START SELECTED EXTRACT

Looking out the ‘taksi’ window on the way from Ölüdeniz beach to Kayaköy, I spot the eerily empty ghost town. Scattered stone and remnants of a hillside population of 10,000 that used to live here. It’s the main tourist attraction for this small town located near the west coast of Turkey.
The village of Kayaköy was established in the 14th century. For centuries, it thrived as a peaceful, diverse community. However, after the Greco-Turkish War (1919–22), the village was abandoned in the population exchange that followed. Under this agreement, some 2 million people were resettled so that Turkey could have one major religion and Greece could keep Christians on its land.
In the early 20th century, former residents of Levissi, Greece (an area now belonging to Turkey) settled in Athens, 40 kilometers from their homeland. The newly arrived Greek Muslims did not live in Kayaköy because its hillside location reminded them of the remote area from which they had come.
A large earthquake damaged Kayaköy in 1957, causing most of the old houses, schools, chapels, churches, shops, and cafés to be abandoned. Some of these structures stand as lonely reminders of a once-vibrant town.
Mid-afternoon prayers from the loudspeakers echo off cracked stone walls. I feel like I’m in a post-apocalyptic scene, meandering through rubble after some cataclysmic event. I hear bells clanking on collars. Sheep and goats huddle on the hillside and munch on grass that sprout through crevices.
Being careful of where I step, crooked cobblestone paths make up the streets and alleyways that for over a century nature has steadily reclaimed. The untamed growth reminds me that nothing human-made lasts forever.
Pine forest covers the top of the hill behind the town. I scrabble through the bush. Needles clump around the base of trunks and smaller bushes. In amongst the needles, growing in abundance, I spot Tricholoma terreum, also known as Grey Knights or dirty Tricholoma.
The generic name comes from the Greek word meaning ‘hairy fringe,’ and the specific epithet terreum is Latin and means ‘earth’ – a reference to the cap color of this mushroom.
This mushroom, once thought to be edible, has now been shown to cause kidney failure when consumed in certain quantities even over a short time period. This is good to know, and I’m reminded of the saying: “There are old mushroom hunters. And there are bold mushroom hunters. But there are no old bold mushroom hunters.”
I make my way through a narrow pathway and spot a reddish mushroom with a partially wavy cap exposing the gills. A unique growth and something new to me-
Commonly known as the brown slimecap, the copper spike, pine-spikes, or spike-caps (based on their shape and where they grow).
The genus name is derived from the Greek χρω- chroo-, meaning ‘skin’ or ‘color,’ and ‘γομφος’ gomphos meaning ‘plug’ or ‘large wedge-shaped nail’.
I can see why the common name was given, as they really do look like red spikes in the ground.

END SELECTED EXTRACT
START INFORMATION SUPPLIED

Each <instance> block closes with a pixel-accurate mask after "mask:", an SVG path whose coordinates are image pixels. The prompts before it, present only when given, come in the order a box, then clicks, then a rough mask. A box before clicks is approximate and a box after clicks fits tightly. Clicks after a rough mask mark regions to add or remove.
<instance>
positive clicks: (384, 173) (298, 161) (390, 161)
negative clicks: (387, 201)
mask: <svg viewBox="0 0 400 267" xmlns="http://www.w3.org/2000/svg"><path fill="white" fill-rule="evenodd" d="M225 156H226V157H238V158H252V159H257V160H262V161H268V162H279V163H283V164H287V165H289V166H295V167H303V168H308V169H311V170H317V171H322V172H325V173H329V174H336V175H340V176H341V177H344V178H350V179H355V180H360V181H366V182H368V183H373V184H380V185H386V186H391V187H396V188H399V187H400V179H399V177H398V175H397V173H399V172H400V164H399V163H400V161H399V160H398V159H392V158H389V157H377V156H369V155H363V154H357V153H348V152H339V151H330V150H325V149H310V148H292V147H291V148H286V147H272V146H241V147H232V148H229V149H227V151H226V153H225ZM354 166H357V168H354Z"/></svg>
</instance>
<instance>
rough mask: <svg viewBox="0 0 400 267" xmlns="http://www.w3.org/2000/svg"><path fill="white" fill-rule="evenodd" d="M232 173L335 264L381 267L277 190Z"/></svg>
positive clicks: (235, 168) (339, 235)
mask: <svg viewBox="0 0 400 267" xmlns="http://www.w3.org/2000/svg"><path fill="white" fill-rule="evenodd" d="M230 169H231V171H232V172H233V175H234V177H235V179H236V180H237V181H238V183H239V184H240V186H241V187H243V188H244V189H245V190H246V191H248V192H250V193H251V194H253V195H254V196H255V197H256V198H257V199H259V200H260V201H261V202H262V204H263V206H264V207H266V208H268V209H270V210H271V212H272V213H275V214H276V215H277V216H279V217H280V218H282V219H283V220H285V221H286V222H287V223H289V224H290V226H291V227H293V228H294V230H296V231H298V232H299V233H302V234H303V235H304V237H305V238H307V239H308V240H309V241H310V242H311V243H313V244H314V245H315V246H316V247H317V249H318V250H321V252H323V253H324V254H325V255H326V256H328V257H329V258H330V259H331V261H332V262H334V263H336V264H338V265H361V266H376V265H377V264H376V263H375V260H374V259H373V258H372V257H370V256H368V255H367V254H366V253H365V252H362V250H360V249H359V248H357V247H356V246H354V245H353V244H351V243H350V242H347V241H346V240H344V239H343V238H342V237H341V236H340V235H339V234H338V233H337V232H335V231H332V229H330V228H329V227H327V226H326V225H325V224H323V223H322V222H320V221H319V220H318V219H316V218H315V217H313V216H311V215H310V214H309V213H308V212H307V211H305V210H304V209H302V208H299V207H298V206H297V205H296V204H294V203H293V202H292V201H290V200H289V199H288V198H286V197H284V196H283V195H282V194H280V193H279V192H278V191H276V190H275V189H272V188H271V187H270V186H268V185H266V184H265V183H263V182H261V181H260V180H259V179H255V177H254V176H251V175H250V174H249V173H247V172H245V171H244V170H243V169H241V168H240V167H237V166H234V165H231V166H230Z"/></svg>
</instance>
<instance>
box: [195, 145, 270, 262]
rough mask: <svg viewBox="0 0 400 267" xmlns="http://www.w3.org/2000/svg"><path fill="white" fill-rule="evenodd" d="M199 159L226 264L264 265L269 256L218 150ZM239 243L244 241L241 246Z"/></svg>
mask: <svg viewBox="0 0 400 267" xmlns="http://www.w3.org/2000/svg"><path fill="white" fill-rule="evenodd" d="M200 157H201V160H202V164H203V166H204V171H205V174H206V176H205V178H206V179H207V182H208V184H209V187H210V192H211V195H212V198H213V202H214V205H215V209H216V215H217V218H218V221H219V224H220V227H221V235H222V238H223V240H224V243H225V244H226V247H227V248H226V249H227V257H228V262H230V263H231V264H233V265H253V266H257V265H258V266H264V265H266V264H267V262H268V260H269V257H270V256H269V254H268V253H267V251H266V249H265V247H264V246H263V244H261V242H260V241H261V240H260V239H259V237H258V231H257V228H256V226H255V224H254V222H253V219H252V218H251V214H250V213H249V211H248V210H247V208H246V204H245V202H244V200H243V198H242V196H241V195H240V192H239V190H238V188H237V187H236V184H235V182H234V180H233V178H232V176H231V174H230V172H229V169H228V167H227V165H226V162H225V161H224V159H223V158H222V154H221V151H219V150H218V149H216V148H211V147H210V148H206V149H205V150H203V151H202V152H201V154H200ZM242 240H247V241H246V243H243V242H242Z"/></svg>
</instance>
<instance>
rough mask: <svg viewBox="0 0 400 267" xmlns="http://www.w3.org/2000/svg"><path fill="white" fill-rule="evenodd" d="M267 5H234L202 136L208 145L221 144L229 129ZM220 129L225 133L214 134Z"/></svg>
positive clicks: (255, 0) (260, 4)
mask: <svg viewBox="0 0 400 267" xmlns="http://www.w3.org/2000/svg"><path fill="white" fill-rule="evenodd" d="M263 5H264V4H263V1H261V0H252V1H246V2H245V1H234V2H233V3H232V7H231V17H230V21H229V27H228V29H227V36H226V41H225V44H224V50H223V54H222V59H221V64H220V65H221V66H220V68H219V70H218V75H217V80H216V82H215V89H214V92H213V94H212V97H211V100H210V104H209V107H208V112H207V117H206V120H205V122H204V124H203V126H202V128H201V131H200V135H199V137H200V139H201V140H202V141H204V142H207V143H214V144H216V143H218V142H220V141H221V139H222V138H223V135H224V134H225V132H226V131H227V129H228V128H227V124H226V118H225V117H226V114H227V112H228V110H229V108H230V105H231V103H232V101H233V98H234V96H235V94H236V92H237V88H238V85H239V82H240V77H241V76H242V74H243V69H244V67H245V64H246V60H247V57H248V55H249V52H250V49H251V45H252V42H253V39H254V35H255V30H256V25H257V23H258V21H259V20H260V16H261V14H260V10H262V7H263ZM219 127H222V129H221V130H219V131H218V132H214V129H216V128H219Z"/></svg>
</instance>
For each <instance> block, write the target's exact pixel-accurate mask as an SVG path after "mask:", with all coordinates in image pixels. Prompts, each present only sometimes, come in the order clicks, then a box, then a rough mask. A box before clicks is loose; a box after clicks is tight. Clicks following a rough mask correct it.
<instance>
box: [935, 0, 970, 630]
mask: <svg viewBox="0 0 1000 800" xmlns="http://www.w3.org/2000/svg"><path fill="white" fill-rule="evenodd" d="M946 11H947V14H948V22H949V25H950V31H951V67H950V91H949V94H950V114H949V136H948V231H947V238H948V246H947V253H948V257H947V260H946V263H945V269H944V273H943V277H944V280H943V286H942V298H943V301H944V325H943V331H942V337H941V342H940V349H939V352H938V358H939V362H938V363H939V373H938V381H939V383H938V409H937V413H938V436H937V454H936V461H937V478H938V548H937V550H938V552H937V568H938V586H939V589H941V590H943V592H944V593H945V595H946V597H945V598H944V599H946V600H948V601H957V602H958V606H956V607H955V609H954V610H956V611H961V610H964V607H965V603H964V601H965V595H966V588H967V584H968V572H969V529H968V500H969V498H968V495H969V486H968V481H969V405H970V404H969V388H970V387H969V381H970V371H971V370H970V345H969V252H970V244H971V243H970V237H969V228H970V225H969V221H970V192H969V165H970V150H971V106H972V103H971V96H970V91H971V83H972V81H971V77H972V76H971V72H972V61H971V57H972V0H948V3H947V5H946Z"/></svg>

END INFORMATION SUPPLIED

- _REQUIREMENT_: Could you reproduce the Kayaköy account from "The genus name" to "in the ground.", substituting "wedge-shaped peg" for "wedge-shaped nail"? The listing plays no part in this exercise.

- _RESPONSE BELOW_:
The genus name is derived from the Greek χρω- chroo-, meaning ‘skin’ or ‘color,’ and ‘γομφος’ gomphos meaning ‘plug’ or ‘large wedge-shaped peg’.
I can see why the common name was given, as they really do look like red spikes in the ground.